Requirement:
Retype the data below word for word, leaving out the pictures.
================================
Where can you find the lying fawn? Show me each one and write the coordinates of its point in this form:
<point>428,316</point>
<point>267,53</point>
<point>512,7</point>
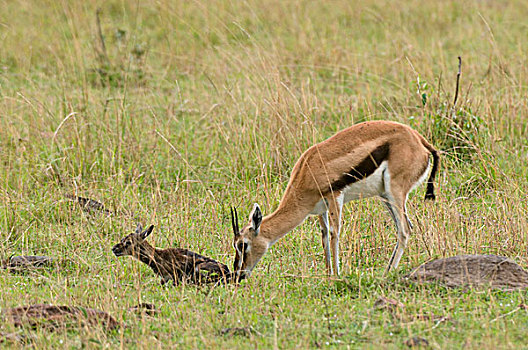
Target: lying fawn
<point>176,264</point>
================================
Result for this task:
Where can you find the lying fawn? Show me each one and write the coordinates of its point in this form:
<point>428,316</point>
<point>267,53</point>
<point>512,7</point>
Target: lying fawn
<point>176,264</point>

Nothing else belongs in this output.